◆ EXERCISE BRIEF: On the school fire safety page, why do arson attacks on schools usually happen during school holidays? Answer in one to three sentences.

[START OF PAGE]

Fire Safety in Schools: Key Principles for Administration

Fire Safety in Schools Key Principles

School fires are too common in the UK. Around 90,000 students have had their education disrupted due to fires, according to a 2021 Home Office report. And between 2016 and 2021, over 74,000 square meters (about 10 football pitches) of teaching facilities were damaged by fires.

Fire safety in schools is vital, so it’s important that those with the responsibility to keep pupils, staff and facilities safe, are aware of key fire safety principles. This blog looks at the common causes of school fires, fire safety regulations and breaks down the duties of a person or group, responsible for fire safety.

What Are the Common Causes of Fires in Schools?

Arson

Most school fires (60%) are the result of arson. Arson attacks usually happen during school holidays. This is when nobody is on site to detect a fire or initiate a fire safety procedure. Automated sprinkler systems are key to reducing the impact of arson.

Unintentional Fires

Accidental fires in schools are very common. With the number of students enrolled in a school, it’s almost impossible to have an eye on everyone. From smoking to the use of flammable chemicals in or out of the science lab, there are various ways students can cause fires.

Fire Awareness Training

Our Fire Awareness Training course gives a basic understanding of fire prevention principles, the sources of ignition and fuel, as well as safe systems of work to prevent fire hazards and accidents within the work environment.

[END OF PAGE]
[START OF RAW DATA]

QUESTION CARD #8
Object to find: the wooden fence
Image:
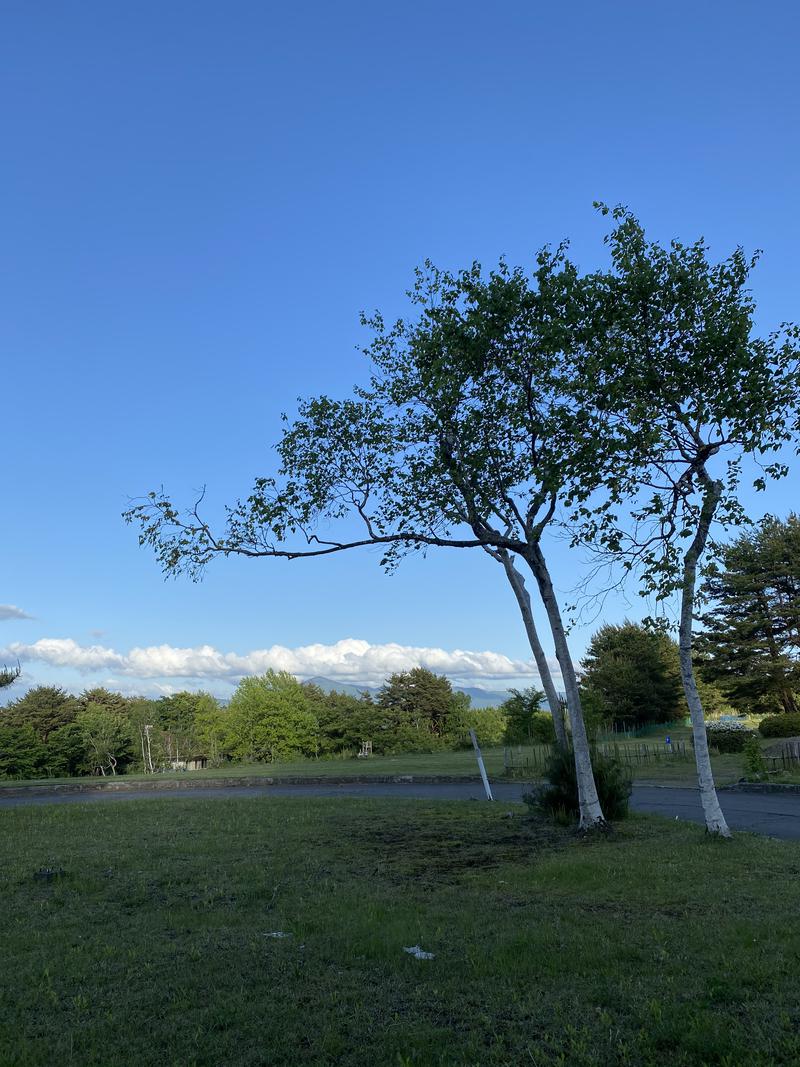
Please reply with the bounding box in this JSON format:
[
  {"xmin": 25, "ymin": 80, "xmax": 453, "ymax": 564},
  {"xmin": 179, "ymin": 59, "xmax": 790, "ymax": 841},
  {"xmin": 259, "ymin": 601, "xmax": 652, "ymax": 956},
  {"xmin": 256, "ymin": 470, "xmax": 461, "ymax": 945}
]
[
  {"xmin": 764, "ymin": 740, "xmax": 800, "ymax": 770},
  {"xmin": 503, "ymin": 740, "xmax": 694, "ymax": 778}
]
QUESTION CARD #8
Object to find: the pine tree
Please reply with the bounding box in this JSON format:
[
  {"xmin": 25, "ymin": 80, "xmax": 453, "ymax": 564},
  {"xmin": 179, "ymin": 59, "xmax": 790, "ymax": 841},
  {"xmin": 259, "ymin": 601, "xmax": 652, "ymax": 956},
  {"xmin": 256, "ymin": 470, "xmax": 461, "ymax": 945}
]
[{"xmin": 698, "ymin": 513, "xmax": 800, "ymax": 714}]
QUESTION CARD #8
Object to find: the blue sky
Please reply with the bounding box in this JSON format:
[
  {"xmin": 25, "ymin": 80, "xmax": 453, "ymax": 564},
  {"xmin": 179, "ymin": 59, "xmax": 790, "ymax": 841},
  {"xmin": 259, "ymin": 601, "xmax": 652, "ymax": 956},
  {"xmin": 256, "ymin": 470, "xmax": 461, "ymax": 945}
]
[{"xmin": 0, "ymin": 0, "xmax": 800, "ymax": 699}]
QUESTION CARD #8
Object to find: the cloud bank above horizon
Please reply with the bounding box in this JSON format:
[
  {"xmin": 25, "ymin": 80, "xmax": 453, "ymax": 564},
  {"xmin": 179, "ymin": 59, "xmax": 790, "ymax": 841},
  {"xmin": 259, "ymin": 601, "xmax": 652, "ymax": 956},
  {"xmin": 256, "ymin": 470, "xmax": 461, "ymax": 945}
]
[
  {"xmin": 0, "ymin": 637, "xmax": 558, "ymax": 685},
  {"xmin": 0, "ymin": 604, "xmax": 33, "ymax": 622}
]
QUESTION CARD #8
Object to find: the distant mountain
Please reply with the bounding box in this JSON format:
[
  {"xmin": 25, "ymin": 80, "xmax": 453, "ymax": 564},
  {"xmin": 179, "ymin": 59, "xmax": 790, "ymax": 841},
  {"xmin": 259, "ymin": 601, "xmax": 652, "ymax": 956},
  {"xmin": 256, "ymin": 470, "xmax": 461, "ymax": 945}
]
[{"xmin": 307, "ymin": 676, "xmax": 509, "ymax": 707}]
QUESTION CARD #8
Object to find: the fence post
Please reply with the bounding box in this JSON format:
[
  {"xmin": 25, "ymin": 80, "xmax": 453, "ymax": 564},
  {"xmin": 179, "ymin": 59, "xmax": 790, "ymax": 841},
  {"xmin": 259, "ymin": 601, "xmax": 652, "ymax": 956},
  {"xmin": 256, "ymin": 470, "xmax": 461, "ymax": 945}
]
[{"xmin": 469, "ymin": 730, "xmax": 494, "ymax": 800}]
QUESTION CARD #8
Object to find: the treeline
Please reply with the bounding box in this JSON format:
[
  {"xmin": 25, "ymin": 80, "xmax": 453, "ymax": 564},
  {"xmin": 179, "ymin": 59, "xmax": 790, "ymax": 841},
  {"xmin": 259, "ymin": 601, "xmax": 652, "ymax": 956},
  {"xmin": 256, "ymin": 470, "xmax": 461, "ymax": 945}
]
[{"xmin": 0, "ymin": 668, "xmax": 553, "ymax": 778}]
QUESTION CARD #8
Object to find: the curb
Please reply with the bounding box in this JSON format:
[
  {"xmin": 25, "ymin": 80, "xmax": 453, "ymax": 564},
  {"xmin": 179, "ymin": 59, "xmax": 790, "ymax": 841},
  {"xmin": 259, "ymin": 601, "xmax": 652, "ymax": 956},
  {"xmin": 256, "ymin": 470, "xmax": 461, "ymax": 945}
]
[
  {"xmin": 718, "ymin": 782, "xmax": 800, "ymax": 794},
  {"xmin": 0, "ymin": 775, "xmax": 539, "ymax": 798}
]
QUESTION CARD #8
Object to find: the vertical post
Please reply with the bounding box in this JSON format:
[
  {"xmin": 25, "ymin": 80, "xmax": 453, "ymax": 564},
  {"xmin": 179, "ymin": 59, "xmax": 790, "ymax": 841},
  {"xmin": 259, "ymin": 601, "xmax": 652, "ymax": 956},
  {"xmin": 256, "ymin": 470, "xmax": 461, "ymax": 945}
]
[{"xmin": 469, "ymin": 730, "xmax": 494, "ymax": 800}]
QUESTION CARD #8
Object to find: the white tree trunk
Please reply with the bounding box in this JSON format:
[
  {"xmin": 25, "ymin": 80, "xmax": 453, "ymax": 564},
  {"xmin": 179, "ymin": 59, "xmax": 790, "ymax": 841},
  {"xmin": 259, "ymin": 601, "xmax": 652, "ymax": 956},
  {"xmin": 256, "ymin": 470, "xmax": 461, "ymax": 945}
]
[
  {"xmin": 496, "ymin": 548, "xmax": 567, "ymax": 748},
  {"xmin": 678, "ymin": 475, "xmax": 731, "ymax": 838},
  {"xmin": 526, "ymin": 544, "xmax": 606, "ymax": 830}
]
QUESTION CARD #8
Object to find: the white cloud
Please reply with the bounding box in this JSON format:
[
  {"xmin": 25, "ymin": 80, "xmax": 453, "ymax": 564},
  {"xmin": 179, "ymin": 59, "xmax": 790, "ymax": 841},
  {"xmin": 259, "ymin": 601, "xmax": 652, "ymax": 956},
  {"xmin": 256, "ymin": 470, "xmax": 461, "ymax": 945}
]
[
  {"xmin": 0, "ymin": 637, "xmax": 554, "ymax": 685},
  {"xmin": 0, "ymin": 604, "xmax": 33, "ymax": 621}
]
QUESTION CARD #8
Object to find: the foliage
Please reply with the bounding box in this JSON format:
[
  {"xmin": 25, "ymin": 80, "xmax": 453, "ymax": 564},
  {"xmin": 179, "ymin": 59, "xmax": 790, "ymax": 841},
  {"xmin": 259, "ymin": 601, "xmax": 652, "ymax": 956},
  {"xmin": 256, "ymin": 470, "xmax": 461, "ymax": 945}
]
[
  {"xmin": 698, "ymin": 513, "xmax": 800, "ymax": 714},
  {"xmin": 705, "ymin": 720, "xmax": 755, "ymax": 752},
  {"xmin": 45, "ymin": 722, "xmax": 93, "ymax": 778},
  {"xmin": 0, "ymin": 664, "xmax": 21, "ymax": 689},
  {"xmin": 0, "ymin": 685, "xmax": 81, "ymax": 742},
  {"xmin": 226, "ymin": 670, "xmax": 319, "ymax": 763},
  {"xmin": 377, "ymin": 667, "xmax": 460, "ymax": 745},
  {"xmin": 758, "ymin": 714, "xmax": 800, "ymax": 737},
  {"xmin": 580, "ymin": 621, "xmax": 685, "ymax": 727},
  {"xmin": 75, "ymin": 702, "xmax": 133, "ymax": 775},
  {"xmin": 444, "ymin": 694, "xmax": 506, "ymax": 748},
  {"xmin": 526, "ymin": 749, "xmax": 633, "ymax": 819},
  {"xmin": 500, "ymin": 686, "xmax": 556, "ymax": 745},
  {"xmin": 742, "ymin": 734, "xmax": 767, "ymax": 780},
  {"xmin": 0, "ymin": 723, "xmax": 46, "ymax": 778}
]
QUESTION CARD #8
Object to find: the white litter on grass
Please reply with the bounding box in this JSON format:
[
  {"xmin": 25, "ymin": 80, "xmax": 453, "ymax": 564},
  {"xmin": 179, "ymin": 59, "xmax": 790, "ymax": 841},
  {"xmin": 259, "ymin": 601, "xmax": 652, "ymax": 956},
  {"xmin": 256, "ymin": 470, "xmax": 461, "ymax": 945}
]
[{"xmin": 403, "ymin": 944, "xmax": 433, "ymax": 959}]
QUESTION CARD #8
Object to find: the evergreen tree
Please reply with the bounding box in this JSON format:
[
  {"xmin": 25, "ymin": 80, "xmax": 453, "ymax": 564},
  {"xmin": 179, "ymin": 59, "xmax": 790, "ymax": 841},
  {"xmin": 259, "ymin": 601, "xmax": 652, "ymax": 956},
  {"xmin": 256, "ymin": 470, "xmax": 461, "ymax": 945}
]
[
  {"xmin": 698, "ymin": 513, "xmax": 800, "ymax": 714},
  {"xmin": 581, "ymin": 621, "xmax": 684, "ymax": 726},
  {"xmin": 378, "ymin": 667, "xmax": 455, "ymax": 747},
  {"xmin": 0, "ymin": 664, "xmax": 20, "ymax": 689},
  {"xmin": 0, "ymin": 685, "xmax": 81, "ymax": 743}
]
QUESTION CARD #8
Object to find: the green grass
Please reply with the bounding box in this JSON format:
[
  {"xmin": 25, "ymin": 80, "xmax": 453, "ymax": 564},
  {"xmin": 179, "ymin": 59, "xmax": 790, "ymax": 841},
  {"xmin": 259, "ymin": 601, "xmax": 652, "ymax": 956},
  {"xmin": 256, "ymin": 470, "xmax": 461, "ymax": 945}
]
[
  {"xmin": 0, "ymin": 727, "xmax": 743, "ymax": 789},
  {"xmin": 0, "ymin": 798, "xmax": 800, "ymax": 1067}
]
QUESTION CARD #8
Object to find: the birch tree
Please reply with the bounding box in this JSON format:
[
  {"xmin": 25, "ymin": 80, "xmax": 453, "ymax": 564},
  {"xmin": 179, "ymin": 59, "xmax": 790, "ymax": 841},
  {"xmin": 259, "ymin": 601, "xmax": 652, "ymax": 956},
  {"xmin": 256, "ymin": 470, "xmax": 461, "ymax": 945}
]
[
  {"xmin": 582, "ymin": 208, "xmax": 800, "ymax": 837},
  {"xmin": 126, "ymin": 248, "xmax": 641, "ymax": 829}
]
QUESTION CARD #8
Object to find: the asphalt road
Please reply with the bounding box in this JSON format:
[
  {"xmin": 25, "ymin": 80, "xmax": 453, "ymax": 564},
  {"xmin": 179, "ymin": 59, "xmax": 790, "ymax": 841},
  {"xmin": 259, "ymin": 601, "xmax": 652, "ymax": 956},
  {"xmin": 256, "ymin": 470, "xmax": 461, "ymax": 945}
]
[{"xmin": 0, "ymin": 782, "xmax": 800, "ymax": 841}]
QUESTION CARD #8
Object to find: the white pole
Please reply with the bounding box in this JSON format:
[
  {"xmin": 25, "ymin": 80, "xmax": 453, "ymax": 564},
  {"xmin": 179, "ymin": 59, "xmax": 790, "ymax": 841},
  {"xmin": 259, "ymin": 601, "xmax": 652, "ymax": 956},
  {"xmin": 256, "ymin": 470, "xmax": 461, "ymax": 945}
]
[{"xmin": 469, "ymin": 730, "xmax": 494, "ymax": 800}]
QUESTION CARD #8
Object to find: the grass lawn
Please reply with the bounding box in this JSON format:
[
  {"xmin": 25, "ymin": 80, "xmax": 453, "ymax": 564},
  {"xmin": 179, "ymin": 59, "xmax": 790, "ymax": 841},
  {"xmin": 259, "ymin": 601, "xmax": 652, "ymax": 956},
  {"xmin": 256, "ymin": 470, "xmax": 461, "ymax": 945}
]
[
  {"xmin": 0, "ymin": 798, "xmax": 800, "ymax": 1067},
  {"xmin": 0, "ymin": 742, "xmax": 743, "ymax": 789}
]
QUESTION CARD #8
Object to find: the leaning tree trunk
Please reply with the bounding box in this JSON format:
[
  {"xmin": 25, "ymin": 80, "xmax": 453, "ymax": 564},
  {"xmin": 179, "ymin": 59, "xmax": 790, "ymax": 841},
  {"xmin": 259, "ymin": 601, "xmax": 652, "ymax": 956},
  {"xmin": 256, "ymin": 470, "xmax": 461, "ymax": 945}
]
[
  {"xmin": 496, "ymin": 548, "xmax": 567, "ymax": 748},
  {"xmin": 678, "ymin": 475, "xmax": 731, "ymax": 838},
  {"xmin": 525, "ymin": 544, "xmax": 606, "ymax": 830}
]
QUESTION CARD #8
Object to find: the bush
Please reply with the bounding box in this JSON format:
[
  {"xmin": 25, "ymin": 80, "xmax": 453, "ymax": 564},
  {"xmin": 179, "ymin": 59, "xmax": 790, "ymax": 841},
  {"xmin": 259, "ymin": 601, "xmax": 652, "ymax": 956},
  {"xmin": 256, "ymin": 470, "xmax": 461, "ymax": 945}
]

[END OF RAW DATA]

◆ THE COMPLETED TASK: During school holidays nobody is on site, so no one is there to detect a fire or start a fire safety procedure.